[Exercise goal] Without leaving out a single line, restate the entries below exactly.
####################
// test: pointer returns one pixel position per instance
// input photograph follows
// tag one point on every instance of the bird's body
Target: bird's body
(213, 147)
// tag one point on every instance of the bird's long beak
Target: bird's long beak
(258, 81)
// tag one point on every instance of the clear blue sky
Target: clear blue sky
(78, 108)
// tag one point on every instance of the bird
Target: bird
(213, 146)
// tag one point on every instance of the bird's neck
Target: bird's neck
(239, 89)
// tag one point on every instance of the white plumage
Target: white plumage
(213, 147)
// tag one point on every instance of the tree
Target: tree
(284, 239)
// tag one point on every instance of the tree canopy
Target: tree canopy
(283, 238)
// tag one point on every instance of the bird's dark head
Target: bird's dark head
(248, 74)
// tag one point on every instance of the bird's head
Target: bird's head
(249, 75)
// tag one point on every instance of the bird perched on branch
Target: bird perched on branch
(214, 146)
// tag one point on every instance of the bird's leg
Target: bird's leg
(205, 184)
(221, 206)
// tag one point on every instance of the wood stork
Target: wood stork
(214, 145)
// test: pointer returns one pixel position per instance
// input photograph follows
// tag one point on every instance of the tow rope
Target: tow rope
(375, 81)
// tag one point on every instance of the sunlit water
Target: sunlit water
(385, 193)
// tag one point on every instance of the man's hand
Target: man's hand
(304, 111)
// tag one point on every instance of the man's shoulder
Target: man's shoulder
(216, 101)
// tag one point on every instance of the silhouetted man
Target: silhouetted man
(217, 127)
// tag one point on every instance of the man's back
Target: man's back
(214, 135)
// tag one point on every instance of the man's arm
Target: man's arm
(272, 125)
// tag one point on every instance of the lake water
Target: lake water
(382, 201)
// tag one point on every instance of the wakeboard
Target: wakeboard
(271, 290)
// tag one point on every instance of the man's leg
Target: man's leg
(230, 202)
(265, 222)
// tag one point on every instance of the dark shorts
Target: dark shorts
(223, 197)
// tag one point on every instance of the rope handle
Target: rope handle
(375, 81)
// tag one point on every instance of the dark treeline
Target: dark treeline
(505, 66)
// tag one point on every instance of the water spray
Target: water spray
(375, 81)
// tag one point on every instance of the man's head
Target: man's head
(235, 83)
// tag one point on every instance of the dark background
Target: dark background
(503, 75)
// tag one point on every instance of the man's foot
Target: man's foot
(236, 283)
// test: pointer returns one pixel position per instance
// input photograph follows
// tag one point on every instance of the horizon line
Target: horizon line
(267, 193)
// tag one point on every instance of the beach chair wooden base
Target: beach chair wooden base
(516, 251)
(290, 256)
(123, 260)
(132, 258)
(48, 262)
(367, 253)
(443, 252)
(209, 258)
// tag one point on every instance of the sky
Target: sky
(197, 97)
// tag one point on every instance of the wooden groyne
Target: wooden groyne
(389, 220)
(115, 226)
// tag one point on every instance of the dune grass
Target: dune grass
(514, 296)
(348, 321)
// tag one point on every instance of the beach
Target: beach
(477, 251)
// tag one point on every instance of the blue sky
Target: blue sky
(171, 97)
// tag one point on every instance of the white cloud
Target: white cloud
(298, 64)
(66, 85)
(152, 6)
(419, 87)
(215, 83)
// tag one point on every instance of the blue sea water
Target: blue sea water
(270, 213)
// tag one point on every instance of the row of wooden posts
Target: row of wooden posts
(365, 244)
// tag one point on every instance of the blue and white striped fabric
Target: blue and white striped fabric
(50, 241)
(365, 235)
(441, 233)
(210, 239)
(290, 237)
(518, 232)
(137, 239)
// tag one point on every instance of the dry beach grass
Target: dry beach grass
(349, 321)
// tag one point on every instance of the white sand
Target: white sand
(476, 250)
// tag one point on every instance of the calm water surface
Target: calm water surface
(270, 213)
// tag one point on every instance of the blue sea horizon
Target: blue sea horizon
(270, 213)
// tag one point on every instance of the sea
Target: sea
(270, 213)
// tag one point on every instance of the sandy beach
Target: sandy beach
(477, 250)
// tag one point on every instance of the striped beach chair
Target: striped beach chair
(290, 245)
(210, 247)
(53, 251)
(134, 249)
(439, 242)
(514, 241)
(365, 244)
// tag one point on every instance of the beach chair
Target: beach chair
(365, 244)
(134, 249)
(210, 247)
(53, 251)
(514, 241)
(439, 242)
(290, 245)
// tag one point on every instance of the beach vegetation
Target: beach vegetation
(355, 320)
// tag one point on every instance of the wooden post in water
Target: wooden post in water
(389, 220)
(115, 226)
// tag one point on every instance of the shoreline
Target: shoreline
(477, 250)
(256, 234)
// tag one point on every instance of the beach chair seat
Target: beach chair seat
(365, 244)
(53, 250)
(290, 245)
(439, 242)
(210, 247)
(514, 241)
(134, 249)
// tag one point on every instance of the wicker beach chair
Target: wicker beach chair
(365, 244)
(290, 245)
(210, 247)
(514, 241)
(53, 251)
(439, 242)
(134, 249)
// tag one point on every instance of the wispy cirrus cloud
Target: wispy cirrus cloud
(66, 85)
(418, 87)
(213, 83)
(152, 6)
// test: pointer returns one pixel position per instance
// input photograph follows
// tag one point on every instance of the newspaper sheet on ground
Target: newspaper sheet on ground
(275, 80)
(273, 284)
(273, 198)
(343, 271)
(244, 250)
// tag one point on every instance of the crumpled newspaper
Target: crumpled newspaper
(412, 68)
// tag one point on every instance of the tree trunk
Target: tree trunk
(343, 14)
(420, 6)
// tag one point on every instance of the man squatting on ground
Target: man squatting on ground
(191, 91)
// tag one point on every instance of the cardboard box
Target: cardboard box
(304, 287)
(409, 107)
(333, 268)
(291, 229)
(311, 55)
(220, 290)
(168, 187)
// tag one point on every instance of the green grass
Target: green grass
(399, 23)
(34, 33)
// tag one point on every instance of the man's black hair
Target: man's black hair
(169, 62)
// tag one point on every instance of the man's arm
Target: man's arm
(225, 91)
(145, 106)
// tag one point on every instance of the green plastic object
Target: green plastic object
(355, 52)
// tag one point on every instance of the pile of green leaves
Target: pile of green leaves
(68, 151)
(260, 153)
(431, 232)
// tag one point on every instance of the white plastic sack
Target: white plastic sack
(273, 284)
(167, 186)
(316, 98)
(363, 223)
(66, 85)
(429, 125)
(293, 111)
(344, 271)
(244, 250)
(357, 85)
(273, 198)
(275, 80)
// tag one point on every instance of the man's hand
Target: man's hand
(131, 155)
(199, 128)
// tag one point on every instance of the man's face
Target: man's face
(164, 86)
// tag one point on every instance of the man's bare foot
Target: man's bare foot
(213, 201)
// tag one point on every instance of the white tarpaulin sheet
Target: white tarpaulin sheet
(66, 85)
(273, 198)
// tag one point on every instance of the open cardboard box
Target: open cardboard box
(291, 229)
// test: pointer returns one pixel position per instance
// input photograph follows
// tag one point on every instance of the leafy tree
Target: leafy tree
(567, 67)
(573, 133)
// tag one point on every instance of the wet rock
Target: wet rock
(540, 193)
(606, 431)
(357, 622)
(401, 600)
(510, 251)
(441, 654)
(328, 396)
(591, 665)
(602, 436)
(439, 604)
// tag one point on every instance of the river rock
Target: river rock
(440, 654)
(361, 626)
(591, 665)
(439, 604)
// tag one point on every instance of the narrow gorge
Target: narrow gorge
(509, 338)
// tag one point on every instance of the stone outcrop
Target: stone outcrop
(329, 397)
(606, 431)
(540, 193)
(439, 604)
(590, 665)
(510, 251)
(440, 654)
####################
[Your solution]
// test: pointer returns one pixel position per instance
// input photograph follows
// tag one point on every instance of the bird's body
Target: bird's body
(213, 147)
// tag one point on every instance of the bird's long beak
Target: bird's long beak
(258, 81)
// tag one point on every instance of the clear blue sky
Target: clear blue sky
(78, 108)
// tag one point on every instance of the bird
Target: bird
(213, 146)
// tag one point on every instance of the bird's neck
Target: bird's neck
(239, 89)
// tag one point on every instance of the white plumage
Target: white plumage
(213, 147)
// tag one point on every instance of the tree
Target: tree
(284, 239)
// tag one point on every instance of the tree canopy
Target: tree canopy
(283, 238)
// tag one point on every instance of the bird's dark head
Target: bird's dark head
(248, 74)
// tag one point on every instance of the bird's head
Target: bird's head
(249, 75)
// tag one point on every instance of the bird perched on branch
Target: bird perched on branch
(214, 146)
// tag one point on every instance of the bird's leg
Target: bird's leg
(205, 184)
(221, 206)
// tag one point on every instance of the wood stork
Target: wood stork
(214, 145)
// test: pointer returns one pixel position per instance
// input photograph follows
// tag one point on every instance of the tow rope
Target: tow rope
(375, 81)
// tag one point on every instance of the sunlit water
Target: sunlit water
(385, 193)
// tag one point on every instance of the man's hand
Target: man's hand
(304, 111)
// tag one point on every instance of the man's shoulder
Target: man's shoulder
(216, 101)
// tag one point on every instance of the silhouetted man
Target: silhouetted man
(217, 127)
// tag one point on every instance of the man's back
Target: man's back
(214, 135)
// tag one point on every instance of the man's arm
Target: man's arm
(272, 125)
// tag one point on every instance of the lake water
Target: lake water
(382, 201)
// tag one point on every instance of the wakeboard
Target: wakeboard
(271, 290)
// tag one point on every instance of the man's leg
Target: man's leg
(230, 202)
(265, 222)
// tag one point on every instance of the dark shorts
Target: dark shorts
(223, 197)
// tag one point on every instance of the rope handle
Target: rope handle
(375, 81)
// tag one point on every instance of the dark treeline
Target: dark treeline
(505, 66)
// tag one point on every instance of the water spray
Target: water spray
(375, 81)
// tag one point on every instance of the man's head
Target: man's head
(235, 83)
// tag one point on every instance of the dark background
Target: dark background
(503, 75)
// tag one point on every instance of the man's foot
Target: man's foot
(236, 283)
// test: pointer returns one pixel position per instance
// input photograph follows
// tag one point on every instance of the horizon line
Target: horizon line
(267, 193)
// tag one point on every instance of the beach chair wooden base
Target: beach chair wooden base
(516, 251)
(290, 256)
(123, 260)
(132, 258)
(48, 262)
(367, 253)
(443, 252)
(209, 258)
// tag one point on every instance of the sky
Target: sky
(197, 97)
// tag one point on every instance of the wooden groyne
Target: wooden groyne
(389, 220)
(115, 226)
// tag one point on every instance of the dune grass
Target: dune grass
(514, 296)
(348, 321)
// tag one point on every instance of the beach
Target: beach
(477, 251)
// tag one point on every instance of the blue sky
Target: blue sky
(171, 97)
// tag one point on every instance of the white cloud
Target: white cloud
(298, 64)
(66, 85)
(152, 6)
(419, 87)
(215, 83)
// tag one point on every instance of the blue sea water
Target: blue sea water
(270, 213)
// tag one point on every instance of the row of wooden posts
Target: row of wooden posts
(365, 244)
// tag one point on every instance of the blue and white striped fabric
Target: blue and white striped fabric
(50, 241)
(365, 235)
(441, 233)
(210, 239)
(290, 237)
(518, 232)
(137, 239)
// tag one point on every instance of the dry beach grass
Target: dry beach grass
(349, 321)
// tag one point on every instance of the white sand
Target: white sand
(476, 250)
// tag one point on every instance of the calm water surface
Target: calm water surface
(270, 213)
// tag one point on every instance of the blue sea horizon
Target: blue sea horizon
(270, 213)
// tag one point on every instance of the sea
Target: sea
(270, 213)
// tag one point on every instance of the sandy beach
Target: sandy beach
(477, 250)
// tag one point on every instance of the striped beach chair
Target: striped beach chair
(290, 245)
(210, 247)
(53, 251)
(134, 249)
(439, 242)
(514, 241)
(365, 244)
// tag one point on every instance of the beach chair
Target: beach chair
(365, 244)
(134, 249)
(210, 247)
(53, 251)
(514, 241)
(439, 242)
(290, 245)
// tag one point on every instance of the beach vegetation
Target: beach vegetation
(355, 320)
// tag one point on every instance of the wooden post in water
Target: wooden post in water
(389, 220)
(115, 226)
// tag one point on every instance of the shoreline
Target: shoreline
(477, 250)
(256, 234)
// tag one point on every instance of the beach chair seat
Target: beach chair seat
(365, 244)
(53, 250)
(290, 245)
(439, 242)
(210, 247)
(514, 241)
(134, 249)
// tag one point on every instance of the wicker beach chair
Target: wicker beach chair
(365, 244)
(290, 245)
(210, 247)
(514, 241)
(53, 251)
(439, 242)
(134, 249)
// tag one point on every instance of the wispy cirrus cloud
Target: wispy cirrus cloud
(66, 85)
(418, 87)
(213, 83)
(152, 6)
// test: pointer returns one pixel position per instance
// input photograph follows
// tag one point on every instance of the newspaper sheet on ground
Target: newspaper sheet on ground
(275, 80)
(273, 284)
(273, 198)
(343, 271)
(244, 250)
// tag one point on every instance of the crumpled newspaper
Target: crumpled newspaper
(412, 68)
// tag one point on every instance of the tree trunk
Target: tree trunk
(343, 14)
(420, 6)
// tag one point on every instance of the man squatting on ground
Target: man squatting on ground
(191, 91)
// tag one point on every instance of the cardboard box
Target: cardboard box
(304, 287)
(409, 107)
(333, 268)
(291, 229)
(311, 55)
(220, 290)
(168, 187)
// tag one point on every instance of the green grass
Target: green grass
(399, 23)
(34, 33)
// tag one point on every instance of the man's black hair
Target: man's black hair
(169, 62)
// tag one point on every instance of the man's arm
Target: man's arm
(225, 91)
(145, 106)
// tag one point on every instance of the green plastic object
Target: green plastic object
(355, 52)
// tag one point on every instance of the pile of green leaves
Target: pile of green leaves
(68, 151)
(260, 153)
(431, 232)
// tag one point on every instance of the white plastic sack
Target: white plastic sack
(273, 284)
(167, 186)
(316, 98)
(363, 223)
(66, 85)
(429, 125)
(293, 111)
(344, 271)
(244, 250)
(357, 85)
(273, 198)
(275, 80)
// tag one point on every instance of the man's hand
Target: man's hand
(131, 155)
(199, 128)
// tag one point on every instance of the man's face
Target: man's face
(164, 86)
// tag one point on every instance of the man's bare foot
Target: man's bare foot
(213, 201)
// tag one point on every instance of the white tarpaulin sheet
Target: white tarpaulin sheet
(66, 85)
(273, 198)
// tag one point on every instance of the open cardboard box
Target: open cardboard box
(291, 229)
// test: pointer returns one pixel position per instance
// input photograph follows
// tag one point on every instance of the leafy tree
Target: leafy tree
(567, 67)
(573, 133)
// tag one point on every instance of the wet rock
Target: wet rock
(540, 193)
(606, 431)
(357, 622)
(401, 600)
(510, 251)
(441, 654)
(328, 396)
(591, 665)
(602, 436)
(439, 604)
// tag one point on every instance of the river rock
Target: river rock
(440, 654)
(361, 626)
(591, 665)
(439, 604)
// tag one point on every instance of the narrow gorge
Target: narrow gorge
(509, 338)
// tag one point on every instance of the stone outcrop
Target: stone outcrop
(329, 397)
(606, 431)
(540, 193)
(439, 604)
(590, 665)
(510, 251)
(440, 654)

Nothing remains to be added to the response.